# [Directions for this task]
Every record should be repeated exactly, except that pictures are left out.

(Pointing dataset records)

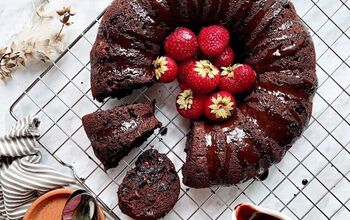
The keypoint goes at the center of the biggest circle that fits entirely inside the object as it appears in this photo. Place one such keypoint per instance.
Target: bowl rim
(262, 209)
(52, 193)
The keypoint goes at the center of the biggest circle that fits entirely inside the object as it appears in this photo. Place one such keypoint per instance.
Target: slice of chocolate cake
(115, 132)
(151, 189)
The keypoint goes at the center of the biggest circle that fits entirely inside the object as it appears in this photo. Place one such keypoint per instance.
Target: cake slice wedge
(115, 132)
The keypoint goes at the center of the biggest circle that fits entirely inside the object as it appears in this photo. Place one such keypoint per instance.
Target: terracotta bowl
(50, 206)
(270, 214)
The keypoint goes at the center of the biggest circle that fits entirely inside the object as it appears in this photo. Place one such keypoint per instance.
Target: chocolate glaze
(115, 132)
(267, 34)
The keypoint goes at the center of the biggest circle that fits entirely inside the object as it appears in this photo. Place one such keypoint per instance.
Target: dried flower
(32, 46)
(40, 11)
(65, 14)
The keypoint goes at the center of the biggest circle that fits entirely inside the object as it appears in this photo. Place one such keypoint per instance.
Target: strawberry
(220, 106)
(181, 45)
(225, 59)
(190, 106)
(202, 77)
(165, 69)
(182, 74)
(213, 40)
(237, 79)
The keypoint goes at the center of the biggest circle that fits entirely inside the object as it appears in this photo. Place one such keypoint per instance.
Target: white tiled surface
(321, 156)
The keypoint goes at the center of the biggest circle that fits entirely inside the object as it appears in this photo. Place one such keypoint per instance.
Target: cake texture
(114, 133)
(269, 36)
(151, 189)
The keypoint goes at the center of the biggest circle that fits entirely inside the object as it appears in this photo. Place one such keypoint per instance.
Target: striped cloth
(22, 179)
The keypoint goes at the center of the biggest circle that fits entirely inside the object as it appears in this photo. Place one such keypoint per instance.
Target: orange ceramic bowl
(50, 206)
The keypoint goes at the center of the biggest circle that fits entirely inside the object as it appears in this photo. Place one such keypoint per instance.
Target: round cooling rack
(311, 182)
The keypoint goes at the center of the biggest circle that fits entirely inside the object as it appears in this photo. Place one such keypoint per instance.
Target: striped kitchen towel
(22, 178)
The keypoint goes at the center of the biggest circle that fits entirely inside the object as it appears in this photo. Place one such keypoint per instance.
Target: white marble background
(327, 167)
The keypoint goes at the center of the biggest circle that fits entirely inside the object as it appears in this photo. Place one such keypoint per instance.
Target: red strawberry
(220, 106)
(189, 105)
(225, 59)
(213, 40)
(181, 45)
(237, 79)
(165, 69)
(182, 74)
(203, 77)
(184, 86)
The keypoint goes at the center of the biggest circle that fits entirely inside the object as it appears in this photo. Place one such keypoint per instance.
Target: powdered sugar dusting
(127, 126)
(236, 135)
(208, 141)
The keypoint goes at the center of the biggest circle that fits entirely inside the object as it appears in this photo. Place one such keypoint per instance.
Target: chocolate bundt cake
(115, 132)
(151, 189)
(269, 36)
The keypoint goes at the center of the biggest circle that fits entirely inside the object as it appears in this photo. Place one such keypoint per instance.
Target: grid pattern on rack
(61, 96)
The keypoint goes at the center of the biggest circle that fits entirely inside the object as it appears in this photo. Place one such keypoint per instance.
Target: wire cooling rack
(312, 181)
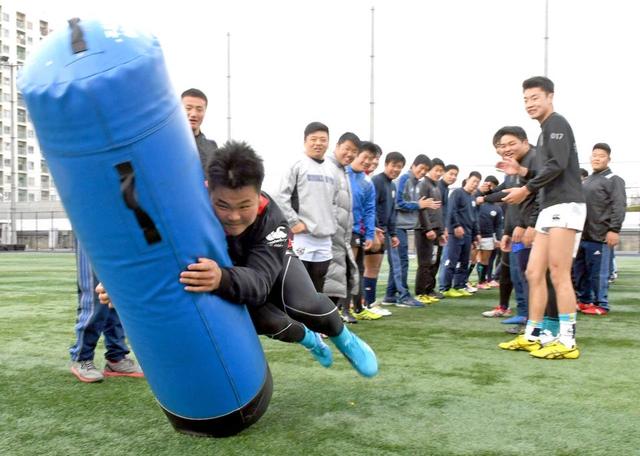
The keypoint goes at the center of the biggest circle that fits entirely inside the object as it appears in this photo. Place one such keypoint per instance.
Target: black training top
(558, 178)
(257, 256)
(606, 205)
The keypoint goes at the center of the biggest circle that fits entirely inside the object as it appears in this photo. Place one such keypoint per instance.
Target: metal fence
(51, 231)
(36, 231)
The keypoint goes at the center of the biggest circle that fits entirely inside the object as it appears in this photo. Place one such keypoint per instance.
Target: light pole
(4, 61)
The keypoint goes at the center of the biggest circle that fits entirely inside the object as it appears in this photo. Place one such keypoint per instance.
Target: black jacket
(257, 256)
(431, 219)
(558, 177)
(385, 203)
(606, 205)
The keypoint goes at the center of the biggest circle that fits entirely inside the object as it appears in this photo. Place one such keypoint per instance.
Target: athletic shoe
(357, 352)
(126, 367)
(347, 317)
(516, 329)
(497, 311)
(581, 306)
(452, 293)
(556, 350)
(547, 337)
(365, 314)
(465, 291)
(321, 352)
(520, 343)
(425, 299)
(595, 310)
(388, 301)
(409, 302)
(86, 371)
(515, 320)
(380, 311)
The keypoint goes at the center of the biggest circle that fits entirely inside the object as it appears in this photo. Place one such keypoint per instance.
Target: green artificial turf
(443, 388)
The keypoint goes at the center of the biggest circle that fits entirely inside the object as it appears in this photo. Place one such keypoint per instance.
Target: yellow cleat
(556, 350)
(521, 343)
(426, 299)
(366, 314)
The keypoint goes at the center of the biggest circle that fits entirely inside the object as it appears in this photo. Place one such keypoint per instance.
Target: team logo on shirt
(277, 237)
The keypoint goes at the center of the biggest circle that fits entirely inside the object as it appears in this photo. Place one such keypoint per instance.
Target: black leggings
(317, 272)
(292, 303)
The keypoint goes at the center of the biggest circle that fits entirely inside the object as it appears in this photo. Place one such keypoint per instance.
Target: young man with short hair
(463, 231)
(490, 220)
(363, 236)
(408, 205)
(606, 206)
(562, 216)
(430, 235)
(307, 197)
(342, 280)
(386, 223)
(195, 103)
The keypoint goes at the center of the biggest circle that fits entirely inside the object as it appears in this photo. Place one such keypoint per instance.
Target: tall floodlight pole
(371, 95)
(228, 86)
(4, 61)
(546, 38)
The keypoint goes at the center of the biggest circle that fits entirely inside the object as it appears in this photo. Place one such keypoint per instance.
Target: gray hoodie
(308, 194)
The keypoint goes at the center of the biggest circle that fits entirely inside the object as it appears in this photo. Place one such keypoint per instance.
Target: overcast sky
(448, 74)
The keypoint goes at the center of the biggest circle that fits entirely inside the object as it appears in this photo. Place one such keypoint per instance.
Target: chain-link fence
(36, 231)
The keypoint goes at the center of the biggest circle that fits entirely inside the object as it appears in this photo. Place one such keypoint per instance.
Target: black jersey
(257, 255)
(558, 178)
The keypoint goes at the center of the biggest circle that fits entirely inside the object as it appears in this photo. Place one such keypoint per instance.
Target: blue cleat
(517, 320)
(320, 351)
(357, 352)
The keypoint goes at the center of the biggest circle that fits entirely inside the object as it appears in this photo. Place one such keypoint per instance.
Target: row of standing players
(342, 222)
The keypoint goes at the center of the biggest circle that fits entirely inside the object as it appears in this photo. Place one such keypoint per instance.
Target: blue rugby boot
(320, 351)
(357, 352)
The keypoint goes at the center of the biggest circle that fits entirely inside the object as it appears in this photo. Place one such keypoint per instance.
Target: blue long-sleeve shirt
(364, 204)
(385, 203)
(490, 220)
(462, 212)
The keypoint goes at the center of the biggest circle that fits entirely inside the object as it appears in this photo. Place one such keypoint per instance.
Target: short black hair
(371, 147)
(348, 136)
(603, 146)
(196, 93)
(422, 159)
(512, 130)
(235, 165)
(492, 179)
(395, 157)
(313, 127)
(541, 82)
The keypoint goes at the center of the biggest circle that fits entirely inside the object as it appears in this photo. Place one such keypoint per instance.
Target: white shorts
(565, 215)
(311, 248)
(487, 244)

# [Answer to the exercise]
The keypoint goes at the center of the biggest circle that fits entirely inside the object as it appears in this photo. Place one such keypoint per instance.
Target: bowl rim
(262, 209)
(52, 193)
The keypoint goes at the center of the biggest circle that fits entirely inside the object as it appears in this photo. Place one such keypoint per instance.
Target: slice of chocolate cake
(115, 132)
(151, 189)
The keypoint goes at the center of the biggest circle that fits entirely inside the object as it appears in this photo. Place one such keypoint per instance.
Target: cake slice wedge
(115, 132)
The keypoint goes at the center of the biggest circle that fits entirely inside the object as it appears in this photo. Place one such keypoint per instance.
Target: terracotta bowl
(50, 206)
(270, 214)
The keypoint goes at the center of the biggest circle that fits entirely inside the object as it appears in this photo. Place one such keypoint per instance.
Target: chocolate glaze
(115, 132)
(267, 34)
The keypoint goes at the center of the biggest circle that fits entirely inside the object as it appears in this photo. Place one such keypoint per instance.
Target: dried flower
(32, 46)
(40, 11)
(65, 14)
The keypoint goes at the center of the biggest circle that fits entirely inside the object as it appears in this photo. Place one such keypoint per instance.
Target: strawberry
(220, 106)
(181, 45)
(225, 59)
(190, 106)
(202, 77)
(165, 69)
(182, 74)
(213, 40)
(237, 79)
The keypoint goes at the center of the biggest circle that fits entirely inside the object as it appears in this photo. Place one such keypoint per instance.
Target: white tiled surface
(321, 156)
The keypoint goes at the center of the biggest circle that fits entirely inside the object as it appears in this photo. Place one such keypoint per instance.
Target: cake texture
(114, 133)
(269, 36)
(151, 189)
The keypoint goes at the center of the biggest circle that fits entirely inside the object as it appears in this photo. Place one such keypoint per instance.
Target: striped cloth
(22, 179)
The keypoint goes at the center of the biggest circle that fits entirely inside the object as it appears in this photo. Place one such keypoint per instance.
Target: orange ceramic bowl
(50, 206)
The keypoint goes at the center of the biggest circle that fits entirely inside the object as it appears in this photo. Place one such keypoint per instance.
Target: round cooling rack
(311, 182)
The keypoint goes at the center of the biggest circle that fits entirely inside the object as it appears in this photo. Place one such keypoint per instance.
Target: striped kitchen towel
(22, 178)
The keypoint goes at the center of the biggest circle that fits entirely inside the object as it appears in this photo. Place one such keypoint per instance.
Target: white marble background
(327, 167)
The keypoint goes at the center of the biggest circle that fits entirely inside the object as it appears in this photo. Place one such keypoint per instance.
Target: red strawberry
(220, 106)
(189, 105)
(225, 59)
(213, 40)
(181, 45)
(237, 79)
(165, 69)
(182, 74)
(203, 77)
(184, 86)
The keypoint goes at the center of the biggest circle that fits entirely inside the object as it appears in this photo. Place one such keypoint per instance.
Target: powdered sugar dusting
(127, 126)
(236, 135)
(208, 141)
The keypoint goes at the center of the biggest circle that fits entirely inside the object as it appears in this photo. Place one such keypoint per instance.
Target: chocolate bundt cake
(115, 132)
(151, 189)
(269, 36)
The keypoint goes at the center of the biggest circle that fits entirely inside the object as it appears in this photo. Place one such keypoint per instance.
Target: grid pattern on rack
(61, 96)
The keypoint goes at the center of the biggest circle that fits entirely inside the object as it appears in this photo. Place one such keypoint per instance.
Target: wire cooling rack
(312, 181)
The keypoint goes at the center of the biggest circle that fits entirely inside the object as it appears in this photo. Place one such keypoint per instance.
Target: black training top
(558, 178)
(257, 256)
(606, 205)
The keypoint goes at the center of the biggest circle that fits entirely inside the object as it appears in this photo. Place one such keypoint per instance.
Target: metal fence
(51, 231)
(36, 231)
The keypoint goes at the center of the biggest circle that fits entirely inside the object as it appears in this photo. Place one such keypoint per instance.
Target: light pole
(4, 61)
The keypoint goes at the center of the biggest circle that fits entirely inside the object as it appears in this photo. Place one such keypoint per instance.
Target: black jacket
(257, 256)
(431, 219)
(558, 177)
(385, 203)
(606, 205)
The keypoint goes at the center of the biggest circle that fits entirely inside the object as it appears in this photo. Place one such keypoint per instance.
Target: athletic shoe
(357, 352)
(126, 367)
(347, 317)
(516, 329)
(497, 311)
(581, 306)
(452, 293)
(556, 350)
(547, 337)
(365, 314)
(465, 291)
(321, 352)
(520, 343)
(425, 299)
(595, 310)
(388, 301)
(409, 302)
(86, 371)
(515, 320)
(380, 311)
The keypoint goes at the center of the biggest circle that fits entirely inside the object as it appears in this photo. Place one such keypoint per instance.
Target: green artificial turf
(443, 388)
The keypoint goes at the center of the biggest circle that fits entirely inside the object as it appears in this photo. Place one such keypoint per instance.
Target: yellow cleat
(556, 350)
(521, 343)
(426, 299)
(366, 314)
The keypoint goes at the center of the biggest circle that fits entirely inside the object as it appears in this photo. Place one such keypoint per instance.
Target: team logo on shirt
(277, 237)
The keypoint goes at the center of the biggest circle that fits entirely inside the object as it appears in this photo. Place one such keypoint per instance.
Target: black leggings
(317, 272)
(292, 303)
The keypoint goes at the center of the biggest circle that fits entirely inside the object as it appears in this photo. Place one such keypoint per instance.
Target: young man with short hair
(463, 231)
(490, 220)
(363, 236)
(408, 205)
(606, 206)
(562, 216)
(430, 235)
(307, 197)
(342, 280)
(386, 223)
(195, 103)
The keypoint goes at the center of the biggest circle that fits entirely inside the object as it appears in this photo. Place one such keypoint per instance.
Target: tall floodlight pole
(371, 95)
(228, 86)
(4, 61)
(546, 38)
The keypoint goes at the center of the biggest circle that fits entirely inside the object as it appears in this photo. Place one such keypoint per instance.
Target: gray hoodie
(308, 194)
The keypoint goes at the center of the biggest circle that fits entirely inside the object as it appears in this photo. Place one such keypoint per instance.
Target: overcast sky
(448, 74)
The keypoint goes at the center of the biggest circle that fits entirely inside the object as it appears in this photo. Place one such keypoint per instance.
Target: chain-link fence
(36, 231)
The keypoint goes at the center of the biggest circle that fits entirely inside the object as it appears in this photo. Place one such keypoint per instance.
Target: black jersey
(257, 255)
(558, 178)
The keypoint goes at the center of the biggest circle that fits entirely inside the object as it appears in this photo. Place one such keypoint per instance.
Target: blue cleat
(517, 320)
(320, 351)
(357, 352)
The keypoint goes at the center of the biggest circle that fits entirely inside the object as it appears in this photo. Place one such keypoint per instance.
Target: row of standing players
(342, 222)
The keypoint goes at the center of the biggest circle that fits entirely inside the object as it appears in this photo. Place one such keypoint per instance.
Target: blue rugby boot
(320, 351)
(357, 352)
The keypoint goes at the center of the biggest circle that fits entirely inside the object as it appears in this photo. Place one such keypoint per instance.
Target: blue long-sleeve shirt
(364, 204)
(385, 203)
(490, 220)
(462, 212)
The keypoint goes at the center of the biggest circle that fits entirely inside the object as it appears in this photo. Place one such keypoint per instance.
Target: short black hair
(371, 147)
(348, 136)
(603, 146)
(196, 93)
(422, 159)
(512, 130)
(235, 165)
(492, 179)
(395, 157)
(313, 127)
(541, 82)
The keypoint goes at the center of the biggest circle that fits entirely inside the object as it appears in this photo. Place one such keypoint per instance.
Target: white shorts
(565, 215)
(311, 248)
(487, 244)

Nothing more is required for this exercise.